What is expected: Reproduce all of the material exactly as shown.

[Pointing dataset excerpts]
--
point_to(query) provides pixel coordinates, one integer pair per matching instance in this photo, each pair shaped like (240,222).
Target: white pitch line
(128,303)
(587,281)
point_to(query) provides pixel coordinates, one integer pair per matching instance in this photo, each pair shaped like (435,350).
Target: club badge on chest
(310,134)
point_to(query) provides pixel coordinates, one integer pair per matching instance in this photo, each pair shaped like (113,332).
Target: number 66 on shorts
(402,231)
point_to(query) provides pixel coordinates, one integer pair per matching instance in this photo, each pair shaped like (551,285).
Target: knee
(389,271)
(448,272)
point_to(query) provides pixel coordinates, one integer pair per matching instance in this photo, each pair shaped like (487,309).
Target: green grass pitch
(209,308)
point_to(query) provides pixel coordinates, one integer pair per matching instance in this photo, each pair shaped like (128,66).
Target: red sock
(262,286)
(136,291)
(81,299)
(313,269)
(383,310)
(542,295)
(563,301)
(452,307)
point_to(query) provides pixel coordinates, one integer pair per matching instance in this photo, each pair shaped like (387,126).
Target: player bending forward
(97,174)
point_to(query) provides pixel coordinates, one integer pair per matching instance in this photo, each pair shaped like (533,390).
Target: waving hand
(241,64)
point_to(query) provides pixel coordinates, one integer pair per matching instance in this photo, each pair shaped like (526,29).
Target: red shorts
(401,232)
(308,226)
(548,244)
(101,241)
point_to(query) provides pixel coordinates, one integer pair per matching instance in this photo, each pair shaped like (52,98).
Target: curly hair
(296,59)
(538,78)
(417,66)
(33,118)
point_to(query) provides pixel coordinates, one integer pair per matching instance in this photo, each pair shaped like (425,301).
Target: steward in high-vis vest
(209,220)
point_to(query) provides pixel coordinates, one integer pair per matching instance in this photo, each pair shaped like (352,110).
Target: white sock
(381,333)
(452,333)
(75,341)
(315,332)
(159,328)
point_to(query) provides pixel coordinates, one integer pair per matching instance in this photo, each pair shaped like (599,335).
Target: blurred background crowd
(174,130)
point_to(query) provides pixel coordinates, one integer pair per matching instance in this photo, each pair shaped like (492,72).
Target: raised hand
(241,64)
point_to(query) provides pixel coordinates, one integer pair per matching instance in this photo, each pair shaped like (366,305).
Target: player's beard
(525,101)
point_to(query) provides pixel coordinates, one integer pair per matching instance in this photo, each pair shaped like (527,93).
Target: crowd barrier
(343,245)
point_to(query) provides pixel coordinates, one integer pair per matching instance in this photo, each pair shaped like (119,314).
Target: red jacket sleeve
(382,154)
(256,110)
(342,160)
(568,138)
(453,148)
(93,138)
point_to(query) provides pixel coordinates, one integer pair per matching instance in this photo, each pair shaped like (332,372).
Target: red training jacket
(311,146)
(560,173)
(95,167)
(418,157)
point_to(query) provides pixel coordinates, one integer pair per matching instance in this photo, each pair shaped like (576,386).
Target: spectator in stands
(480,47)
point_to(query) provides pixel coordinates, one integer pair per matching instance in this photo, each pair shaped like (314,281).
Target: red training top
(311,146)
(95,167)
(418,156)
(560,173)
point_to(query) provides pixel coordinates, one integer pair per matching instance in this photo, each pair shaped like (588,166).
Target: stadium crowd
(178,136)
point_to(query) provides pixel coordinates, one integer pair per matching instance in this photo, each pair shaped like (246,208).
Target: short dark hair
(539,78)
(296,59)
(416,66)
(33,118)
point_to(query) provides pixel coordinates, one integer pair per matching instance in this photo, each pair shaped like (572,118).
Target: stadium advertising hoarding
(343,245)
--
Result of the exercise:
point_to(query) provides pixel coordinates, one integer pair per matching instance in this photo, each pair shaped like (240,222).
Target: white pitch line
(128,303)
(587,281)
point_to(query) provides pixel coordinates, one integer pair per matching instance in this photo, each pair shaped like (435,350).
Target: club badge on chest
(310,134)
point_to(query) provides pixel coordinates, one integer pair per matching instance in this photo, each pair shaped like (113,332).
Target: number 66 on shorts
(402,231)
point_to(query) provides pixel coordinates, one integer pair per matching instance in this photo, each pair shaped like (551,285).
Target: knee
(389,271)
(448,272)
point_to(query) provides pixel coordinates, one integer pair per matching instance in this photo, each pair shaped like (487,309).
Target: green grass pitch
(209,308)
point_to(query) provides pixel coordinates, one integer pair per matching instance in this photo, each pair shaped like (128,66).
Target: red sock
(262,286)
(136,291)
(81,299)
(313,269)
(383,310)
(542,295)
(563,301)
(452,307)
point_to(query) provides pixel coordinates, one integer pair per matching instance in this photo, each pair shaped like (387,126).
Target: player bending forward
(97,174)
point_to(query) provides pixel coordinates, one integer pair per matching instance in this photo, each pair shaped like (533,390).
Target: waving hand
(241,64)
point_to(query) provides pixel coordinates, one integer pair per matching instance in this photo, each pair shaped like (526,29).
Target: red shorts
(401,232)
(308,226)
(548,244)
(101,241)
point_to(query) provides pixel coordinates, one integer pair per matching instance in this photo, each pair shaped like (52,98).
Target: curly hair
(296,59)
(538,78)
(417,66)
(33,118)
point_to(query) provides pixel coordinates, one integer pair per matching instance in this photo, each pair shaped like (425,301).
Target: steward in high-vis vest
(209,220)
point_to(query) provides pixel coordinates, one integer pair per matching instance in this photo, each pair shaped like (352,110).
Target: white sock
(381,333)
(452,333)
(75,341)
(315,332)
(159,328)
point_to(query) provides pixel coordinates, one integer pair per matching instance in this photo, each pair shaped like (599,335).
Target: blurred background crowd
(174,130)
point_to(query) provides pixel coordinates, one integer pair per matching instance in this photo, each pair shaped like (492,72).
Target: raised hand
(241,64)
point_to(query) provides pixel coordinates, one integer pair per matching instance in this photo, each pair shaped like (366,305).
Target: player's beard
(525,101)
point_to(query) provides pixel coordinates, one integer pair per matching instance in this photo, each pair shaped like (527,93).
Target: crowd barrier
(343,245)
point_to(query) provides pixel coordinates, one integer pair per matching instance in this photo, each pair shaped like (119,314).
Target: red jacket sleeve
(382,154)
(256,110)
(342,160)
(568,138)
(453,148)
(93,138)
point_to(query) provides pixel coordinates, one integer pair per matching instance in this photo, each pair shaped like (332,372).
Target: red training jacket
(311,146)
(560,173)
(95,167)
(418,157)
point_to(query) provides pixel coordinates, one integer pair per matching instance in this photo, each pair shaped like (576,386).
Target: spectator in stands
(480,47)
point_to(query) provides pixel coordinates, one integer pair per matching instance in this photo, each pair shaped like (314,281).
Target: red training top
(311,146)
(95,167)
(418,156)
(560,173)
point_to(query) provides pixel coordinates, one integer pair per matching instance in this photo, each pair shaped like (588,166).
Target: stadium crowd
(178,136)
point_to(query) provides pixel coordinates, one integer pair per matching instance in this photo, each pair shaped like (246,208).
Target: short dark hair
(539,78)
(296,59)
(416,66)
(33,118)
point_to(query) provides pixel coordinates, one integer pair per matching instance in this photo, each pair shaped like (572,118).
Target: stadium advertising hoarding
(343,245)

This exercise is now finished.